# EXERCISE TASK:
Rewrite the data as a numbered list with blank lines omitted, starting with the first line and going on through the line with "[466,131,487,151]".
BEGIN DATA
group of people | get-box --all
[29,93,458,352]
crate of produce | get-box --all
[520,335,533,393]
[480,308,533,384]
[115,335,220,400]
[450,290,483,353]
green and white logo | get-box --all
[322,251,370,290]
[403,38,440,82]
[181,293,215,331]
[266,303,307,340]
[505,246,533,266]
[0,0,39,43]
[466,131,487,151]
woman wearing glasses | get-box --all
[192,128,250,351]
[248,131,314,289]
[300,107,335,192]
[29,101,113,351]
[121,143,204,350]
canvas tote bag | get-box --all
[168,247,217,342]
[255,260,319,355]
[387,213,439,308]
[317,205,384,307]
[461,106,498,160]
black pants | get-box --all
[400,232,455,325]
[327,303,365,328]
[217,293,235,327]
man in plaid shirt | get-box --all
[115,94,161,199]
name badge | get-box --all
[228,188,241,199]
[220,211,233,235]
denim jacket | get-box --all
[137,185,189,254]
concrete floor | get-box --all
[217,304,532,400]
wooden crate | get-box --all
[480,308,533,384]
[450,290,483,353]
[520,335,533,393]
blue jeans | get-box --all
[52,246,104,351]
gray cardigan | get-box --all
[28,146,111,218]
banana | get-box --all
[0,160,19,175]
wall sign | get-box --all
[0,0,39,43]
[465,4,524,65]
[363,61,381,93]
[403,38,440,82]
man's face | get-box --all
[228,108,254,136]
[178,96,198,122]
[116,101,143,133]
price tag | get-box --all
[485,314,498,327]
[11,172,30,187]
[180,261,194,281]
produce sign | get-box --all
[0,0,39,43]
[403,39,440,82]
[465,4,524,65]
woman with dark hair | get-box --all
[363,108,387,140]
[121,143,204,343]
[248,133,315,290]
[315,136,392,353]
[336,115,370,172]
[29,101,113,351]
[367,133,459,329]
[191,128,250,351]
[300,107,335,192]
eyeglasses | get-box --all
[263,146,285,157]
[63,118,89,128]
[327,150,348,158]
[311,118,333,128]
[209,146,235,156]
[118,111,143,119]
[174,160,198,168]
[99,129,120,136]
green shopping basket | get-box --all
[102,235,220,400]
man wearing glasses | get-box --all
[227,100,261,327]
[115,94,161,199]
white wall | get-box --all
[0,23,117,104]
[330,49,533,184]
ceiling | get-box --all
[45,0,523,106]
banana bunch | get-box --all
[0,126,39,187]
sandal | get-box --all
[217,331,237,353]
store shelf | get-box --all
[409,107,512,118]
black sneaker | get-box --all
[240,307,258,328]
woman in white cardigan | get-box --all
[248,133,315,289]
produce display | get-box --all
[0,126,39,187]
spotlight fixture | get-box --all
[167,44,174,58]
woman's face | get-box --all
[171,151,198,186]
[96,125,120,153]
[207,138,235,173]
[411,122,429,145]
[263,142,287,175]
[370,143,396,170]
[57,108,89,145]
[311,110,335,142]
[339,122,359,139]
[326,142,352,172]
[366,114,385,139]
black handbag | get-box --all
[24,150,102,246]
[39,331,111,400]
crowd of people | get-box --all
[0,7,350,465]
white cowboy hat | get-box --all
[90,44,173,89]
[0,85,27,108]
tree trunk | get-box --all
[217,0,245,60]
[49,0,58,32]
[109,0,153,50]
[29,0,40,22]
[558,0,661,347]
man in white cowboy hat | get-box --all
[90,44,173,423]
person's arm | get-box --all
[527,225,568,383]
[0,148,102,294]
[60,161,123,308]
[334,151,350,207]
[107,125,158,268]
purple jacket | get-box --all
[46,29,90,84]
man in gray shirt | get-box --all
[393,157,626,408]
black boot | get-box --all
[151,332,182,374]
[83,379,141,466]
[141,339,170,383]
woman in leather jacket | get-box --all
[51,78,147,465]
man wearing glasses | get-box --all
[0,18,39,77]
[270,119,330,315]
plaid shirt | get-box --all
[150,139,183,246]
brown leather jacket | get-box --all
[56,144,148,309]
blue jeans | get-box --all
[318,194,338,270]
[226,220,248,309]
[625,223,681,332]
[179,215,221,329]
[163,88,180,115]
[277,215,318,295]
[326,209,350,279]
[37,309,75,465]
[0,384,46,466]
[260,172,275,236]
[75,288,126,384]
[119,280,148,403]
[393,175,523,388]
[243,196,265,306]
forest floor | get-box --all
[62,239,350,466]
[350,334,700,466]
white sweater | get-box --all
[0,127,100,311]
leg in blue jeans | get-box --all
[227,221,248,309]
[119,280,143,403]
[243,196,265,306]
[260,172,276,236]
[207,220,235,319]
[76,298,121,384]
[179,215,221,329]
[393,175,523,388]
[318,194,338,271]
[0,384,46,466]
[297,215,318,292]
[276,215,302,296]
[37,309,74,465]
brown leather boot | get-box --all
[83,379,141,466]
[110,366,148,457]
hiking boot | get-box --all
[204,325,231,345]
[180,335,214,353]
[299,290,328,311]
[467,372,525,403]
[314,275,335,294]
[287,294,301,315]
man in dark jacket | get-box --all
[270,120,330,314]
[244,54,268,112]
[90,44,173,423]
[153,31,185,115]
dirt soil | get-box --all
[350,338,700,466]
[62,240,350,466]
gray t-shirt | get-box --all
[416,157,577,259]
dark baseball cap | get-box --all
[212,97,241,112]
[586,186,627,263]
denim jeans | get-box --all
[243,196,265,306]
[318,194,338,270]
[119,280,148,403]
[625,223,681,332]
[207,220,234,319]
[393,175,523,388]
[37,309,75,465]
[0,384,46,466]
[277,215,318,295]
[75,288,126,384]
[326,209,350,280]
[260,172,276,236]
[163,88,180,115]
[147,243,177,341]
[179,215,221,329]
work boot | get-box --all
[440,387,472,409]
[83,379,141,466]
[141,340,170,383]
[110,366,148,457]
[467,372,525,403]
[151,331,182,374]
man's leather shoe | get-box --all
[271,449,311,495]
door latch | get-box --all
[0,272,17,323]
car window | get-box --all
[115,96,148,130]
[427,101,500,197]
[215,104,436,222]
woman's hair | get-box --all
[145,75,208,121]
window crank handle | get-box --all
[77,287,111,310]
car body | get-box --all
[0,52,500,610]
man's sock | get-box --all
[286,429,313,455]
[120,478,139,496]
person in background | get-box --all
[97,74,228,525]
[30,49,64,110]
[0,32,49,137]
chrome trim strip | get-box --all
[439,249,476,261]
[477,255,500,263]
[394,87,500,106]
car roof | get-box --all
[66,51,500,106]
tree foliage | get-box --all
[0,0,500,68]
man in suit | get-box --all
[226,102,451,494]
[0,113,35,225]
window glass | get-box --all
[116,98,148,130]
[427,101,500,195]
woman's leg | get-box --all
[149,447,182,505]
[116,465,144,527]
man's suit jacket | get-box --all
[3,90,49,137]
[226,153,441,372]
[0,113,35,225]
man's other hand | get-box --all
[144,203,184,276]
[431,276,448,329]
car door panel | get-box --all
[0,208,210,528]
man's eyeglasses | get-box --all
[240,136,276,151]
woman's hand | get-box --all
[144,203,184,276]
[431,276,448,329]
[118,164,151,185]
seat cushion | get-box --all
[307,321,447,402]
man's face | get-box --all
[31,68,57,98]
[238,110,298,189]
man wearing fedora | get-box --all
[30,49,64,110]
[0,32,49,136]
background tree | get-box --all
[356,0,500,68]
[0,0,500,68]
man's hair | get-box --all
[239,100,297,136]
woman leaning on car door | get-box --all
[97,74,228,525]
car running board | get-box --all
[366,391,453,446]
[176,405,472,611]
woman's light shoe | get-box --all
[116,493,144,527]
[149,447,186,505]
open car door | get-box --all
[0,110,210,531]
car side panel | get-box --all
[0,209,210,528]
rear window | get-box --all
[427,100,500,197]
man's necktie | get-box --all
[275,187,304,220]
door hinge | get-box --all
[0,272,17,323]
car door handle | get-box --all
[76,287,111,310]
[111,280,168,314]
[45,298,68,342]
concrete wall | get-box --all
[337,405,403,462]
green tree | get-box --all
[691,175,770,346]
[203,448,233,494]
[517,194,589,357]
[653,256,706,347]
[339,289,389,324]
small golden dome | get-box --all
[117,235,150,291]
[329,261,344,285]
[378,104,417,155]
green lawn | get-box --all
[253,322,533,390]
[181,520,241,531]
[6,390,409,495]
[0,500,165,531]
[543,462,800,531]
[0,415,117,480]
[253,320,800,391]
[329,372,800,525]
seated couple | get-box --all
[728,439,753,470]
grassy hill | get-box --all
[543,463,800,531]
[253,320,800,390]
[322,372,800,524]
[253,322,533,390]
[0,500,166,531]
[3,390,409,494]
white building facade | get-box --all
END DATA
# FULL SOLUTION:
1. group of people | get-box --all
2. [29,93,458,352]
3. crate of produce | get-box --all
4. [520,335,533,393]
5. [480,308,533,384]
6. [115,335,220,400]
7. [450,290,483,353]
8. green and white logo | get-box --all
9. [322,251,370,290]
10. [403,38,440,82]
11. [181,293,215,331]
12. [266,303,307,340]
13. [505,246,533,266]
14. [0,0,39,43]
15. [466,131,487,151]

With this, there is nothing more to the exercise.